▶ _Отрывок текста_
_ _ _ _ _
Янь-по-си — гетера, находящаяся на содержании у старика Сун-гун-мина; она обманывает его вместе с Чжан-вэнь-юанем — шутом.

СЦЕНА 1-ая.

Шут (выходит и говорит речитативом): Вино не опьяняет человека, а человек сам напивается им. Сладострастие не ослепляет человека, но человек сам теряет от него рассудок. Пьяница беден, но не ропщет; похотливый не спит целую ночь напролет, заботясь о том, чтобы перед глазами его чередовались наслаждения. Что думать о том, что будешь долго бедствовать! Меня зовут Чжан-вэнь-юань; сегодня [609] учитель не пришел в ямынь, и я могу отправиться в северной терем попить и повеселиться с Янь-по-си...
_ _ _ _ _
▶ _Предоставленные материалы_
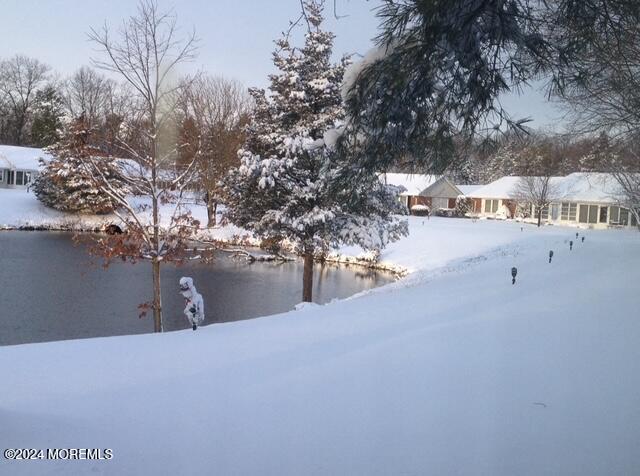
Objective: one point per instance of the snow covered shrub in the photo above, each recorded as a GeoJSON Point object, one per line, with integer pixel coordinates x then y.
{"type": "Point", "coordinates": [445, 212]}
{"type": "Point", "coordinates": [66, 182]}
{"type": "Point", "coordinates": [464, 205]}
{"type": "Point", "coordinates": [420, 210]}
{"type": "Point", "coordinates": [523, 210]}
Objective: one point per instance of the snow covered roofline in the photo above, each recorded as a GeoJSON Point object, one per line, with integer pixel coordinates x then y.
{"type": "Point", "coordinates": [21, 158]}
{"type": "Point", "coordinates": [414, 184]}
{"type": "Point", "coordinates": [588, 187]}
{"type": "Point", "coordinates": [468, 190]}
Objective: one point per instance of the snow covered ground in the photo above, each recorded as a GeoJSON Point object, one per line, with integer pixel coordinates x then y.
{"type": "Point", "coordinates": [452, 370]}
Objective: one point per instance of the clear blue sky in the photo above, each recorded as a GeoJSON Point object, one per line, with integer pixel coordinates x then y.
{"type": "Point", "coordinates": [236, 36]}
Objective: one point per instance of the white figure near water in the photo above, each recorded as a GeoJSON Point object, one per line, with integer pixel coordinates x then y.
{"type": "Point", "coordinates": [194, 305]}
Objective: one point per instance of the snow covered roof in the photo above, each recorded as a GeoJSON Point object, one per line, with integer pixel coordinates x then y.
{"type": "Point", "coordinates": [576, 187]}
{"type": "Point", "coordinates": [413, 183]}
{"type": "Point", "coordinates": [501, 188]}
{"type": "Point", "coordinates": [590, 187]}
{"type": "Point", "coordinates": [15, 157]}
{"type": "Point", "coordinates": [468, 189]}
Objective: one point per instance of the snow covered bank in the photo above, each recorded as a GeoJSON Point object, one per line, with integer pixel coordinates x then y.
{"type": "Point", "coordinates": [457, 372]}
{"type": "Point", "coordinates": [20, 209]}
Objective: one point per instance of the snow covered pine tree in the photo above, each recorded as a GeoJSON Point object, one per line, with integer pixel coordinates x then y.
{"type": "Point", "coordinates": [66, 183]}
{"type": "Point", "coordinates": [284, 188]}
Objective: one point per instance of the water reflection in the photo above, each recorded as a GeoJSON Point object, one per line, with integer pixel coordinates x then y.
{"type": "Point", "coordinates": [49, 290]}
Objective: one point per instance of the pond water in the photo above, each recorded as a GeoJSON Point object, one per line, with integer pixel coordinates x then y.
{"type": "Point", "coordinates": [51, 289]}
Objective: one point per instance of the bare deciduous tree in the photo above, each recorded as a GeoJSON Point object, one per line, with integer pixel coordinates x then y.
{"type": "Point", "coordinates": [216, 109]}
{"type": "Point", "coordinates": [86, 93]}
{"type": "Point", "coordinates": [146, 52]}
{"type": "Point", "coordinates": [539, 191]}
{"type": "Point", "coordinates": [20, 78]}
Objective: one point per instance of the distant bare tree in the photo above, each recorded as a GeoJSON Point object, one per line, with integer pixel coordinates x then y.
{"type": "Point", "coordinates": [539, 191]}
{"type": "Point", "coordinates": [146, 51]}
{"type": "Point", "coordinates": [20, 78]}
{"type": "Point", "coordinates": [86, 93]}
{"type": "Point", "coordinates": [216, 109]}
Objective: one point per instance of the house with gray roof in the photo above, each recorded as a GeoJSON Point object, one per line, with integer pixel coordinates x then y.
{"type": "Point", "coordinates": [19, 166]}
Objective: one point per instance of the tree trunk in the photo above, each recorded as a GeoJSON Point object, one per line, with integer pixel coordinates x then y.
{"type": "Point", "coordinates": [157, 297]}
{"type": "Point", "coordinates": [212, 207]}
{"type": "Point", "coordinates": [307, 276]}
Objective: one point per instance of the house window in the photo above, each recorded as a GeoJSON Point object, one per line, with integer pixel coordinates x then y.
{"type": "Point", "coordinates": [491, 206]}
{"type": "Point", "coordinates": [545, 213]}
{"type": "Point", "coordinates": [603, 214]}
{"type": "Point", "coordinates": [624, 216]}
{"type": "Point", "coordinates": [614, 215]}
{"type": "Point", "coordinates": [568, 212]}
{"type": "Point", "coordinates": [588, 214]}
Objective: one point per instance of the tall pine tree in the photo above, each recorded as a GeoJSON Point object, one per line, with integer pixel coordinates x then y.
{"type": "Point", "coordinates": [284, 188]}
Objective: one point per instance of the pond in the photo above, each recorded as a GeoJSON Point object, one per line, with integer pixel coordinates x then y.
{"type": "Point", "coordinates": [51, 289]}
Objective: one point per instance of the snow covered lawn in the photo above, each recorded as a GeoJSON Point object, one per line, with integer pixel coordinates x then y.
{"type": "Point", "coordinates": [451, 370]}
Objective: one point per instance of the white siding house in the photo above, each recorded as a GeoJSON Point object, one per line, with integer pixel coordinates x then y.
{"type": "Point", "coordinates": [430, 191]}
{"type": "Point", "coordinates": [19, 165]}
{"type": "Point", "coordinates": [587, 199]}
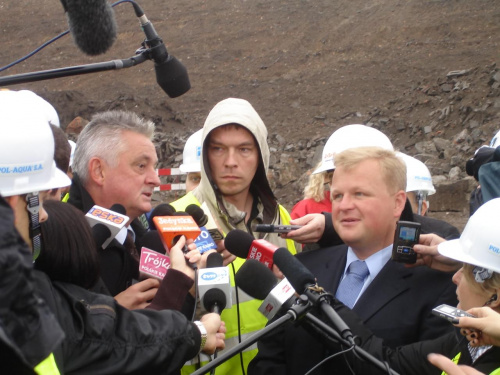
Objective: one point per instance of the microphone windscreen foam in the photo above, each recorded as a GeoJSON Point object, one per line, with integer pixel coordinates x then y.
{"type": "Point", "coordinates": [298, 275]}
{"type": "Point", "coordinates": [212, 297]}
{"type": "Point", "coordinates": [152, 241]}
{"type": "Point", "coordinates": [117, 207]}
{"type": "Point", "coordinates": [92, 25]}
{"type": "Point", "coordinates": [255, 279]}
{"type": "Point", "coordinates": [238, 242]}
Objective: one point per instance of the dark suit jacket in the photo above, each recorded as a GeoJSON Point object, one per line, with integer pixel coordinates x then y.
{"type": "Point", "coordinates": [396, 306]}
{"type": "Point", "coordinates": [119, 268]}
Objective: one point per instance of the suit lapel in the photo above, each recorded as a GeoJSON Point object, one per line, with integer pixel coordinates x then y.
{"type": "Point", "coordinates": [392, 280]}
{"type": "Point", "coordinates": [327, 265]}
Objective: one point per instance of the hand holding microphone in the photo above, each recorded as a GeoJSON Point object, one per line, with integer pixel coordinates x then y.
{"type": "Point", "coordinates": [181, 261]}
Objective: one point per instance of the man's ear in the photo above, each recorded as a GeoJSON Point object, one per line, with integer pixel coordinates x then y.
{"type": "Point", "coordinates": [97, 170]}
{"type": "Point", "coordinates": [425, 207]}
_ _ _ _ _
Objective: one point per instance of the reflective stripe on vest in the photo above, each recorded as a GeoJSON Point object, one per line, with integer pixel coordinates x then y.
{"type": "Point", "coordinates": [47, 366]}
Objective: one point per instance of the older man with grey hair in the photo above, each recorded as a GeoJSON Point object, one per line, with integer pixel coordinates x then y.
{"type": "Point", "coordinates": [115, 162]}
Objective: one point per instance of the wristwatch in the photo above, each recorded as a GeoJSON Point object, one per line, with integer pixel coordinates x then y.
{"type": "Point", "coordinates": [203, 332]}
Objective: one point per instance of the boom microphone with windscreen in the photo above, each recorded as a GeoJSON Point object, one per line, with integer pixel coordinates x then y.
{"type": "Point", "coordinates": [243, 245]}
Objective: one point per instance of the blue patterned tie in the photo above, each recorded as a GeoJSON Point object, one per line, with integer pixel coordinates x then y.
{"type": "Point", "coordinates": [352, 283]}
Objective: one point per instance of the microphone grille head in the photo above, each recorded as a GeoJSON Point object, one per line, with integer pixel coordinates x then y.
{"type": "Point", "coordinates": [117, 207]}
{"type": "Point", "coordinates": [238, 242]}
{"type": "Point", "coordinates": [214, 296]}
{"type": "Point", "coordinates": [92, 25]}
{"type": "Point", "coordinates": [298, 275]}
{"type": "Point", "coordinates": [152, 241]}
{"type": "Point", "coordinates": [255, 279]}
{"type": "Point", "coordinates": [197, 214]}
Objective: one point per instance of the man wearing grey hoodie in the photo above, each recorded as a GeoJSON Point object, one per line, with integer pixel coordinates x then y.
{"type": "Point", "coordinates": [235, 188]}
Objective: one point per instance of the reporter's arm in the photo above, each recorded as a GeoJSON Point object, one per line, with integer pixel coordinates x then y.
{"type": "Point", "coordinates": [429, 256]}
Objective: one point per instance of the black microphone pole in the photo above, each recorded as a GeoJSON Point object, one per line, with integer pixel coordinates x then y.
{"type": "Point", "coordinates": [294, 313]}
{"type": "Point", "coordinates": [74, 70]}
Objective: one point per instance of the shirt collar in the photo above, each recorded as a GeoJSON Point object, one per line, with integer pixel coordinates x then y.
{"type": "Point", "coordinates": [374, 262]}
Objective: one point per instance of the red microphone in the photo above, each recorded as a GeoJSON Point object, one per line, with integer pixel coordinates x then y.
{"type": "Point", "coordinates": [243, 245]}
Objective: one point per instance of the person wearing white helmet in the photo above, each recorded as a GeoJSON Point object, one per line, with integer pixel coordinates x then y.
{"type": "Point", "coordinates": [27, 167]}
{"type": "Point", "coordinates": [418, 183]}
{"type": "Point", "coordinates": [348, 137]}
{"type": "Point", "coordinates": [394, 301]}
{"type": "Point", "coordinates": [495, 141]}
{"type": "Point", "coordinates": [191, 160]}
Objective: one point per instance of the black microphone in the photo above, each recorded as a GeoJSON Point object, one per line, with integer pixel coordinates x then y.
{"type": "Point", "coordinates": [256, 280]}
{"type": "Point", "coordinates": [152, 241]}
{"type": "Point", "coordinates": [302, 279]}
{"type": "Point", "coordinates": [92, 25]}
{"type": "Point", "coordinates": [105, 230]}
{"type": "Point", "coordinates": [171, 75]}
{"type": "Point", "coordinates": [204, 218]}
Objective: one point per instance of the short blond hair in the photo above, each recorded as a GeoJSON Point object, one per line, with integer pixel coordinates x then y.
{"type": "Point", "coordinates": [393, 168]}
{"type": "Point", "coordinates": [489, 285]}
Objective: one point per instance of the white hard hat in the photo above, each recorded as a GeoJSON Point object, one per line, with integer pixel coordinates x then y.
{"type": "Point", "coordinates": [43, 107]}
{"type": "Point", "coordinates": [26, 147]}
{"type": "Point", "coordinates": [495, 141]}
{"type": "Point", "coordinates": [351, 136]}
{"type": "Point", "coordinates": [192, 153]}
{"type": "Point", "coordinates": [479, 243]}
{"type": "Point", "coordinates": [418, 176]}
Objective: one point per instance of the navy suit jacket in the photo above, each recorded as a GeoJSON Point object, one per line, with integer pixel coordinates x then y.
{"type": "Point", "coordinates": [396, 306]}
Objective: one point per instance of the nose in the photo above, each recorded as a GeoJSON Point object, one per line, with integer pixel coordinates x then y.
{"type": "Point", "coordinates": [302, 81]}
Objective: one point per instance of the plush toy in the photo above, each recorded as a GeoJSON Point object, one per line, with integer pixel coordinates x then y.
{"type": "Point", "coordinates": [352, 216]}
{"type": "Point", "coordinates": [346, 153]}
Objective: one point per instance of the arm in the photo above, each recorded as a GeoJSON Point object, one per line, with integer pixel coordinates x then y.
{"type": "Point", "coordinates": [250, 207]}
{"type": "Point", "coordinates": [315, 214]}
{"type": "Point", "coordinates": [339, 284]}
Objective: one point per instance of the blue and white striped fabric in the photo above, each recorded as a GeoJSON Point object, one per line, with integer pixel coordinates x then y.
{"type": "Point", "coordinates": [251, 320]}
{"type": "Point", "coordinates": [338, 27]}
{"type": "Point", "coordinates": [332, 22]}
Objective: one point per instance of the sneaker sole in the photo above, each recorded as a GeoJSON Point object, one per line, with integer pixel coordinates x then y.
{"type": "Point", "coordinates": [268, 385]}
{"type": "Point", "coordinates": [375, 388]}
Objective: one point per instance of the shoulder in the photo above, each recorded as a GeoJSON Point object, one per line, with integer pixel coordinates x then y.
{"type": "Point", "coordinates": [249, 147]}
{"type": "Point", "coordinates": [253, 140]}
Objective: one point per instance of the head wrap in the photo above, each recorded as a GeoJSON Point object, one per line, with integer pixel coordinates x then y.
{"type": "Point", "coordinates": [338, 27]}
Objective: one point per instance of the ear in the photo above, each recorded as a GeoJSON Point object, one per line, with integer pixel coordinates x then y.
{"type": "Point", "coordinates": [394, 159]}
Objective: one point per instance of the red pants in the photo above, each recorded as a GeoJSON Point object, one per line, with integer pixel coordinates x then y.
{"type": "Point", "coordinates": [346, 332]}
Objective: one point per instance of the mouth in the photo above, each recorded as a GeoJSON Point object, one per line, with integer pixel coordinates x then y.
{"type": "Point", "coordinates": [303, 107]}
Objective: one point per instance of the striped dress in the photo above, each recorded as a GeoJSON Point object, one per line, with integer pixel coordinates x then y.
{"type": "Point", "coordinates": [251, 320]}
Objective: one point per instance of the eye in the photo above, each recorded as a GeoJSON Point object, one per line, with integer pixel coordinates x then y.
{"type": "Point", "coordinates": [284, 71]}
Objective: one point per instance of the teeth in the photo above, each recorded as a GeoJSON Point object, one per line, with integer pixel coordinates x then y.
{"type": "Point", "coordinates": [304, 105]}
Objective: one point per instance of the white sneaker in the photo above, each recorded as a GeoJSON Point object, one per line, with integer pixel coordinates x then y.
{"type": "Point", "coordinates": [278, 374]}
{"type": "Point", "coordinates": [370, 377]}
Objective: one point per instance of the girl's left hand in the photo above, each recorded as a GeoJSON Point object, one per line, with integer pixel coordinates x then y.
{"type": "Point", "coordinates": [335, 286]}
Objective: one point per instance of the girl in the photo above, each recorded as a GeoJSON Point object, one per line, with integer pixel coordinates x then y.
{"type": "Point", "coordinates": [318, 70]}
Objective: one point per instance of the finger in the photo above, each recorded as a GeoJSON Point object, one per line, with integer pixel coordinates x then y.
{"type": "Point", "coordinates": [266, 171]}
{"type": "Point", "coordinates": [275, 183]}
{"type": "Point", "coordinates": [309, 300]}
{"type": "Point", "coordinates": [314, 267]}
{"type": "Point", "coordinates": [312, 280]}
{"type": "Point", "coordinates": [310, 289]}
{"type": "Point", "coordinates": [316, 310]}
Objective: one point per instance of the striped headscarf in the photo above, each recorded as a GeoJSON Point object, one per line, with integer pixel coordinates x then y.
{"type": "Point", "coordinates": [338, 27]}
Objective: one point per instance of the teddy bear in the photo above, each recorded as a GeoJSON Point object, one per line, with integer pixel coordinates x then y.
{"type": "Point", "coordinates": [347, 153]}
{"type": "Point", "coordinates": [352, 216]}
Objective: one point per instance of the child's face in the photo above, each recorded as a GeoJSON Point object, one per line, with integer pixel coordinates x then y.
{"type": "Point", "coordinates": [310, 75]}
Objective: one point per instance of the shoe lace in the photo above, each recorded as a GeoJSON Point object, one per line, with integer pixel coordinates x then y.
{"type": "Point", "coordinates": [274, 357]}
_ _ _ _ _
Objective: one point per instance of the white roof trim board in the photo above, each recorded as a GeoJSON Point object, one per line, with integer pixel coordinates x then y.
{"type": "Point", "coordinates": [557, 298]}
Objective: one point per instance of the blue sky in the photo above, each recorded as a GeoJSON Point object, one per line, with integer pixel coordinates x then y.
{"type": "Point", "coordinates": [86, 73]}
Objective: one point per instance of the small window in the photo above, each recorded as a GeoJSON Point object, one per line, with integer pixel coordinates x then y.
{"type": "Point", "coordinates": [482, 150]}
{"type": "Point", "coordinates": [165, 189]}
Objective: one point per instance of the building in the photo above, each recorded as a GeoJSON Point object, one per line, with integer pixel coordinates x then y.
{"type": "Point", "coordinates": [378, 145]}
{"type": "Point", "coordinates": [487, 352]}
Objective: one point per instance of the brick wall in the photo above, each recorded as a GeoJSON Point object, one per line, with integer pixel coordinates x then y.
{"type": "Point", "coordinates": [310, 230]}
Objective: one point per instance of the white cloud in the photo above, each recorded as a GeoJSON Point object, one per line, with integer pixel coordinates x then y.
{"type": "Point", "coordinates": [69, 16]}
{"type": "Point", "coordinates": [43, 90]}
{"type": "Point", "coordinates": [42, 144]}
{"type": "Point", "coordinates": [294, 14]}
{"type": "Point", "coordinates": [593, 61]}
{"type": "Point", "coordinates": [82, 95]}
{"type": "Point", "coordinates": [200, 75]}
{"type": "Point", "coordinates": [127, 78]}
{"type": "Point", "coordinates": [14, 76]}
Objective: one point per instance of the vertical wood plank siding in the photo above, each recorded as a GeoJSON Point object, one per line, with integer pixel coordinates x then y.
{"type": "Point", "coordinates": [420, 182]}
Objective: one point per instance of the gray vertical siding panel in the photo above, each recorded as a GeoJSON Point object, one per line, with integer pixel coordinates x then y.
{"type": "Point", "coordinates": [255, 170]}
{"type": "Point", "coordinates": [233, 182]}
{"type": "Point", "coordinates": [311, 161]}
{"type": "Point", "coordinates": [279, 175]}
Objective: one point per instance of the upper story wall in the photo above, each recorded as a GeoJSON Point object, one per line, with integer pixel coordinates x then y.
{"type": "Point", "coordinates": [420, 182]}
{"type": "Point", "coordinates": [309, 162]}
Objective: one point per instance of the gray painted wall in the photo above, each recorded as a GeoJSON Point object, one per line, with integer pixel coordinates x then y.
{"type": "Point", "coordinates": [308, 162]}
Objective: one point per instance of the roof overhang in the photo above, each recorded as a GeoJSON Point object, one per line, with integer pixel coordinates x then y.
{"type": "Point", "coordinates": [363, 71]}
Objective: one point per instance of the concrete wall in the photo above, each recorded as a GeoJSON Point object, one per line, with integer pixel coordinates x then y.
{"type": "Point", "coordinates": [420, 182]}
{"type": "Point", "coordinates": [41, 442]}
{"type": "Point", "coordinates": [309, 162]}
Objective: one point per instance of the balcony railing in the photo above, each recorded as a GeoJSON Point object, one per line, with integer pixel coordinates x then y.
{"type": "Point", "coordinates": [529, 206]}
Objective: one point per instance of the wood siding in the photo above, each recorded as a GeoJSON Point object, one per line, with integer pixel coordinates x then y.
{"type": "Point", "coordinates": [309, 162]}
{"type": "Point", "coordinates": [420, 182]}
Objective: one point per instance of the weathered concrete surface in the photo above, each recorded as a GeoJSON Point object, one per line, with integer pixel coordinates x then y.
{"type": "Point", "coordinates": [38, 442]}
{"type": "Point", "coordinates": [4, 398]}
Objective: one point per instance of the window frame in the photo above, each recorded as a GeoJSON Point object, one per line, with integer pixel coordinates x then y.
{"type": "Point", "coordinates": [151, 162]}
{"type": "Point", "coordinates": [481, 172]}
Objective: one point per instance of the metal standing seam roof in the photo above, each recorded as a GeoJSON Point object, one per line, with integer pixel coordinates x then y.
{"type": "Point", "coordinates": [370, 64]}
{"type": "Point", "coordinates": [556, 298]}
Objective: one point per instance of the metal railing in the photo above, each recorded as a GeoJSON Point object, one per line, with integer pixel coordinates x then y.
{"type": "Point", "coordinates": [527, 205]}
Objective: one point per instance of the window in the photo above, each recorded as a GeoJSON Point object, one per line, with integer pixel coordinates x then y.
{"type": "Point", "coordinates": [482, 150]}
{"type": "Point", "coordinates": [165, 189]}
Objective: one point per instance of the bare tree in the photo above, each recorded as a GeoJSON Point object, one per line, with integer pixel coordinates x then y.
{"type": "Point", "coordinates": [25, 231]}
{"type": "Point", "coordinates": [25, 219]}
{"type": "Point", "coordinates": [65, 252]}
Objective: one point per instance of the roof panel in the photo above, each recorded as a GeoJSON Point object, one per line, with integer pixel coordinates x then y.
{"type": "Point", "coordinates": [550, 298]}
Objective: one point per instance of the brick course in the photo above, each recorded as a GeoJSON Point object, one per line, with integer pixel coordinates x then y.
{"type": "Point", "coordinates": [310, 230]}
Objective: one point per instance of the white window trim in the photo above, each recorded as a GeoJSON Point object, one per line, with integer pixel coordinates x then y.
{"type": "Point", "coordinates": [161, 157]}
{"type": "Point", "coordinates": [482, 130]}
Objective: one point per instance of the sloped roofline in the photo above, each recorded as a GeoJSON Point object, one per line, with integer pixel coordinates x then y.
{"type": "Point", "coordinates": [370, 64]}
_ _ _ _ _
▶ _Задание_
Перескажите короче абзац отрывка, который начинается словами «Шут (выходит и говорит речитативом)». Основные факты нужно сохранить. Приведённые строки для этой работы не нужны.

▶ _Ответ_
Шут говорит речитативом: человек сам напивается вином и сам теряет рассудок от сладострастия. Пьяница беден, но не ропщет, а похотливый не спит ночами ради наслаждений. Затем он называет себя Чжан-вэнь-юанем и сообщает, что учитель сегодня не пришёл в ямынь. Поэтому он может отправиться в северный терем выпить и повеселиться с Янь-по-си.